### EXTRACTED TEXT
A Comparison of Pt/Si and Pt₃Cu/Si Schottky nano-heterojunctions: enhanced direct methanol energy converter based on non-adiabatic system and molecular adsorption

In order to utilize the miniaturization exothermic oxidation of methanol in the microelectronic device as an energy source rather than industrial waste, nano-heterojunctions between Si and 20 nm ultra-thin catalyst Pt₃Cu or Pt film were fabricated to investigate the energy conversion of methanol in this study. Methanol was catalyzed by Pt₃Cu or Pt to release energy, then electrons were excited and passed through the Schottky barrier of Pt₃Cu/Si or Pt/Si, which were calculated to be 0.43 and 0.80 eV, respectively. Thereupon, hot electron current was formed in a ballistic transport mode. Pt₃Cu, Pt and Si have good high temperature stability. Pt₃Cu has a higher crystallinity and better electronic structure than Pt and is dominated by (111) crystal orientation. Thus, Pt₃Cu has higher catalytic activity and stronger ability to overcome the toxicity of CO, making it easier to obtain stable hot electron current. The factors that affect the hot electron current are varied from chemical reaction rate to Au electrode structure with the increase of temperature. This work is likely to provide a new reference to enhance the methanol’s direct conversion effectively with a stable current in the solid-state way at different temperature. Herein we report for the first time achieving methanol as hot electron energy source. Therefore, the maximum utilization of energy could be realized by turning waste methanol into treasure.

### SOURCE DATA
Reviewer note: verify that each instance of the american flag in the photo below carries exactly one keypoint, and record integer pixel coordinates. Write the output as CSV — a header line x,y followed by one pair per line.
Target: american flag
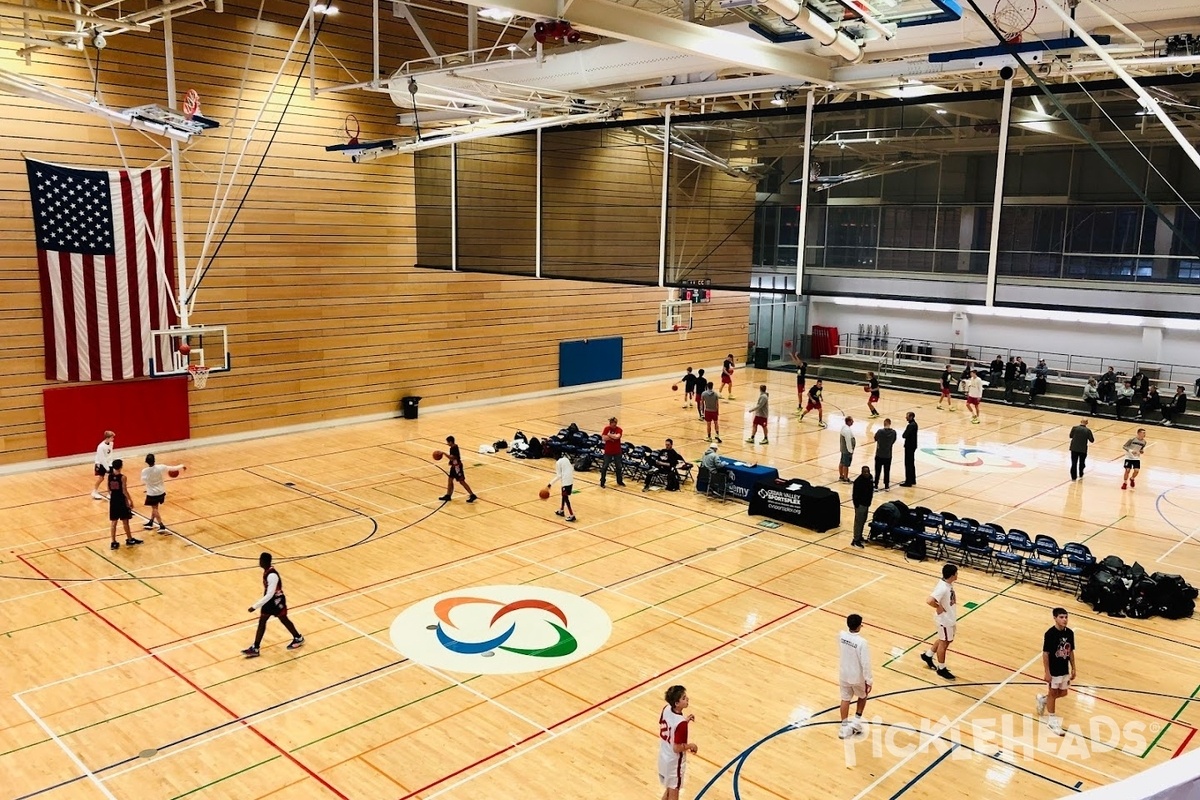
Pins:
x,y
106,263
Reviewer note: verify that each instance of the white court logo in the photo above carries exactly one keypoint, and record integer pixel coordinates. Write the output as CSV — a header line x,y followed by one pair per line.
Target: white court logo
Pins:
x,y
501,630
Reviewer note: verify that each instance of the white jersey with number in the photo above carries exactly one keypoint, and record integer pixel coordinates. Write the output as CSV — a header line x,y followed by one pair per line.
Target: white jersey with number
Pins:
x,y
943,593
672,731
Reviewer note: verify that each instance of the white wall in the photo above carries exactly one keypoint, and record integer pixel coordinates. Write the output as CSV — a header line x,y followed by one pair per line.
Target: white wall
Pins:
x,y
1023,336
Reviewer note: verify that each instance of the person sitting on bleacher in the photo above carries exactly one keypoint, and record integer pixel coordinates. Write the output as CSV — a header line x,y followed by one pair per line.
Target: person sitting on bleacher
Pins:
x,y
1152,403
1107,385
1177,407
1038,386
665,462
1091,396
1123,397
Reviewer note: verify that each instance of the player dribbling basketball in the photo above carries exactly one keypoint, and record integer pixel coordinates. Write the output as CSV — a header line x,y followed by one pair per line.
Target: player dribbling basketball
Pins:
x,y
673,745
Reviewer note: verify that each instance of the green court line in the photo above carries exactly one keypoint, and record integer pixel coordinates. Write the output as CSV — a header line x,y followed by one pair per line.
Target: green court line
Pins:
x,y
382,714
245,769
970,611
1175,716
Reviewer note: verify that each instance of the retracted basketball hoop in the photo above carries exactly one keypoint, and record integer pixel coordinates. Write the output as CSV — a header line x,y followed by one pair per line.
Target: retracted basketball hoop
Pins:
x,y
1014,17
199,374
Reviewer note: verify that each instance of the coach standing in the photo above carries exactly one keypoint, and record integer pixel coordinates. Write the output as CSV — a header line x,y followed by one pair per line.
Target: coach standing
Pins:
x,y
1080,437
910,450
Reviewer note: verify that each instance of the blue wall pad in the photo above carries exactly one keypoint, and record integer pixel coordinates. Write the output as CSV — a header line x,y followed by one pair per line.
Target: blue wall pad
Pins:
x,y
589,361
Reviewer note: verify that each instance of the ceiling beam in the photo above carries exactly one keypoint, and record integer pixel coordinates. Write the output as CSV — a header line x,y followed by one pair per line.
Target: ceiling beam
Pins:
x,y
615,20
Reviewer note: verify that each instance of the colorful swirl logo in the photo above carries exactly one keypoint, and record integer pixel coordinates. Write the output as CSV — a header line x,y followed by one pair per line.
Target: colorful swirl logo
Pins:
x,y
565,645
972,457
501,630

### ACTION ITEM
Answer these questions using the abstract on Pt₃Cu/Si and Pt/Si nano-heterojunctions:
1. How thick was the ultra-thin catalyst film?
2. What Schottky barrier height was calculated for Pt/Si?
3. Which crystal orientation dominates Pt₃Cu?

### ANSWER AREA
1. 20 nm
2. 0.80 eV
3. (111)